## Aim of the task
Transcribe the passage of the text on restricting right turns beginning at the words "Any road design" and stopping after the words "design total load.".
# start of Reading text
Friday, October 10, 2008

Restricting the right turn for improving traffic flow

The road traffic problems in Bangalore City are increasing day by day. The primary reason for the increase is the increase in Road Vehicles consequent to the increase in City Businesses in turn increasing the Population. This phenomenon is not Unique to Bangalore alone. The population in our country has grown from 0.40 billion in 1940 to 1.17 billion in 2008. The primary reason, for the increasing chaos in the road traffic, is this phenomenal population explosion.

Any road design is based on a given maximum traffic load. The load on roads can be reduced by having alternative mass Transport systems like Metro, Mono and suburban Rail systems. The design of the total system is in turn limited by the design total load.

Thus any city road system design can support a max load to which the road system is originally designed. Adding additional modes of transport can delay the ultimate load on the road system but can not avoid it.
# end of Reading text
# start of Data provided
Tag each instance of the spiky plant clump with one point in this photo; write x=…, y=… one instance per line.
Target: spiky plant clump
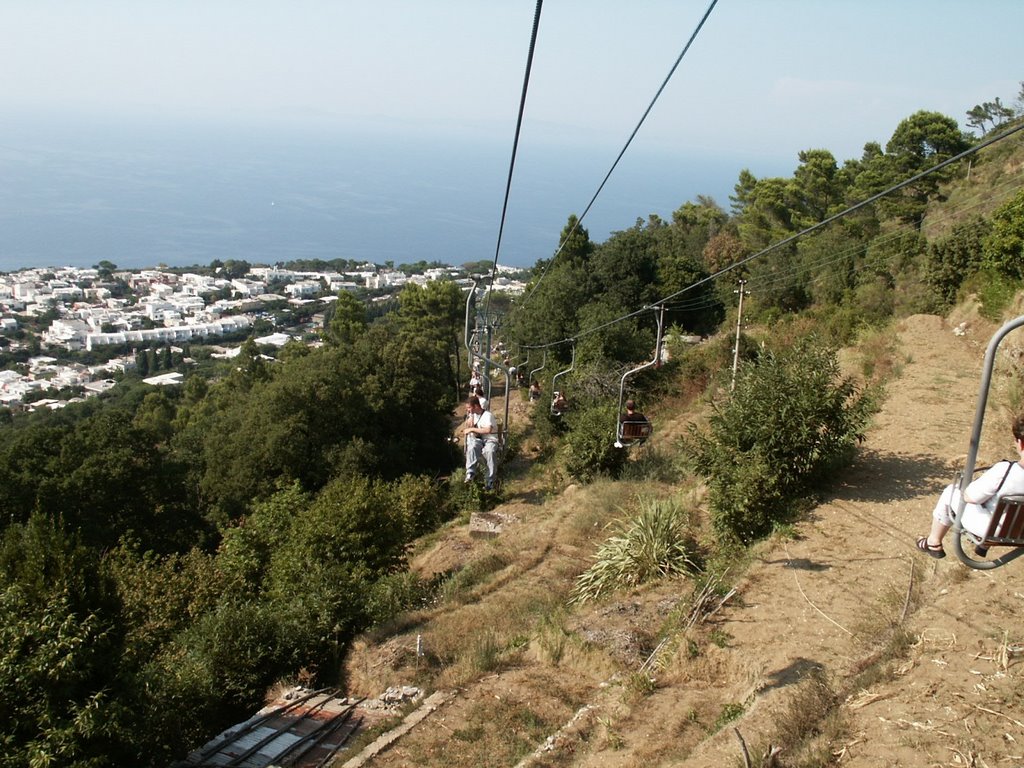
x=653, y=544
# end of Data provided
## Task response
Any road design is based on a given maximum traffic load. The load on roads can be reduced by having alternative mass Transport systems like Metro, Mono and suburban Rail systems. The design of the total system is in turn limited by the design total load.